[Data items]

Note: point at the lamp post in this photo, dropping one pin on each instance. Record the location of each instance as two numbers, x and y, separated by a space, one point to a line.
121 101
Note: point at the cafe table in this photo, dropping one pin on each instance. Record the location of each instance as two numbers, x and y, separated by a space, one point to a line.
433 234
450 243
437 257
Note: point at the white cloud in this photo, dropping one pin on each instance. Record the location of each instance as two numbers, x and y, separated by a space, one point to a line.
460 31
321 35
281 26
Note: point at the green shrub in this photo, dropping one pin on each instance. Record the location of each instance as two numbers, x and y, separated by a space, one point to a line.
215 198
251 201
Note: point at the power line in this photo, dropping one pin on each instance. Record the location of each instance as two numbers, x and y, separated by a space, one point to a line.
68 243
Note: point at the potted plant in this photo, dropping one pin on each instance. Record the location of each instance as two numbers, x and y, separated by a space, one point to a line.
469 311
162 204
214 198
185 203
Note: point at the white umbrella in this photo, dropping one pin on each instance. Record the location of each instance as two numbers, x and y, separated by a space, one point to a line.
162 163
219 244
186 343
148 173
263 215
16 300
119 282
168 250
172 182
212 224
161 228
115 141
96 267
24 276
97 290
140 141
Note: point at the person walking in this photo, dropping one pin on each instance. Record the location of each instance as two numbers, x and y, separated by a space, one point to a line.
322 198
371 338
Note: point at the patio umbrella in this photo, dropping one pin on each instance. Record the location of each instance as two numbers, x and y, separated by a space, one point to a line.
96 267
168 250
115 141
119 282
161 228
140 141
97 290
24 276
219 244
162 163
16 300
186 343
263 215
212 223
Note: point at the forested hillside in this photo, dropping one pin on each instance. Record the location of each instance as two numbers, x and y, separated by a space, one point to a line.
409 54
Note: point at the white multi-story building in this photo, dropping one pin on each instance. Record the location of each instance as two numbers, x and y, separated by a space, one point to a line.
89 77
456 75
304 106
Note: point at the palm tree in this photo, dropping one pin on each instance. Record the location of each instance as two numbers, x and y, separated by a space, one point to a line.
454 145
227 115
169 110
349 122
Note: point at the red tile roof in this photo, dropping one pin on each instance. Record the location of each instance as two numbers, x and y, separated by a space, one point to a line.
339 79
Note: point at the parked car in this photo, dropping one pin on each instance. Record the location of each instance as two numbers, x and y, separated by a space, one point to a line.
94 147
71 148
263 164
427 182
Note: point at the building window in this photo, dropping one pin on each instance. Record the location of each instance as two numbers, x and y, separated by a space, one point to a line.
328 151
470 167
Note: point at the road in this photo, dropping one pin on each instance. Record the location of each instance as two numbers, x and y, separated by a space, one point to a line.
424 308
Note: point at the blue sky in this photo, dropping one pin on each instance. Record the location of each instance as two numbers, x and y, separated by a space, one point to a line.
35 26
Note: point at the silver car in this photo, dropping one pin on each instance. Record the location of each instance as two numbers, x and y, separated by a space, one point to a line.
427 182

[WHAT YOU SHOULD DO] Arrange all of the entries above as a two-column CSV with the headers "instruction" and "points", one row per entry. Put each entry's text and its answer in a single quoted field each, replacing line breaks with spaces.

[RESULT FOR THIS EXERCISE]
instruction,points
"Note: point at the lamp post in this photo, dropping one pin on each instance. Record the location of each instance as two numbers, x and y, separated by a space, one point to a line.","121 101"
"Note: point at the cafe table in this photo, dropping one pin on each instance. Record the location of each instance as two numbers, x and y, separated by a space, one point to a line.","433 234 450 243 437 257"
"Note: point at the white cloud in this photo, dropping one pin on each instance. Record the location of each instance as two numbers, x and y, separated by a space, one point to a line.","460 31 321 35 281 26"
"Note: point at the green shrub in this photo, dropping one pin on each instance. Record the location of each instance as two numbers, x and y, separated by a space, one point to a line.","215 198 251 201"
"Note: point at the power line in this photo, dropping one pin on each instance. Record the location of each instance as two numbers, x and y, separated by a space, one point to a line.","68 243"
"Note: point at the potted plant in this photo, dropping one pin on each instance. Record the location of each instance as two numbers, x and y, separated by a space, one point to a line.","469 311 162 204 214 198 185 203"
"Note: point at the white umbrella in this photo, dropping one pin on each instance. Record the location of each instance as two numbers, x and y, separated by a space, one point to a line.","162 163 219 244 186 343 148 173 263 215 16 300 119 282 168 250 172 182 212 224 161 228 115 141 96 267 24 276 97 290 140 141"
"Note: point at the person walking in this photo, dropping one pin on each instance. Record the location of each instance as two numbers, x and y, separated by a space, one point to a line.","322 198 371 338"
"Note: point at the patio umbrella in this photo, dropping one pin on each instance. Record the location of each instance as two numbers, x and y, separated by a space, one point to a line.","96 267 168 250 115 141 119 282 161 228 140 141 97 290 24 276 219 244 162 163 16 300 186 343 263 215 212 223"
"Note: point at the forested hillside in this photo, dropping one pin on each instance. Record the location of each instance as two numbers, x and y, separated by a space, one point to a line.","409 54"
"Note: point at the white multi-story building in this photo, dropping one pin on each instance. Record the location of each instance as two numbers, x and y, separated by a space, one point to a line.","89 77 456 75 304 106"
"Note: point at the palm tree in this photo, dropping one pin on each instance. Record the location of each instance as two numbers, x and y, separated by a space, one point to a line.","454 145 227 115 169 110 349 122"
"Note: point at the red tile roof in this photo, dropping one pin on each instance. Record the location of each instance as two numbers, x and y, separated by a space, one point to a line.","339 79"
"Note: point at the parked car in this photo, dropping one pin on each instance. Record the location of each instance as two numbers, x and y, separated by a space, one point to a line.","94 147 71 148 263 164 427 182"
"Note: point at the building window in this photo, dropping one pin on each instance. Record the location of each instance as two numbers, x and y, separated by a space, one point to a line.","328 151 470 167"
"Note: point at the road in this photo, dropping one pin on each instance. Record the location of each instance as two numbers, x and y, separated by a space, one point to a line.","424 308"
"Note: point at the blue sky in this photo, dropping one pin on each instance. Record the location of each instance as two numbers, x and y, separated by a space, one point to a line.","35 26"
"Note: point at the silver car in this photo, dropping one pin on each instance. Record the location of each instance as two numbers, x and y, separated by a space, one point to a line.","427 182"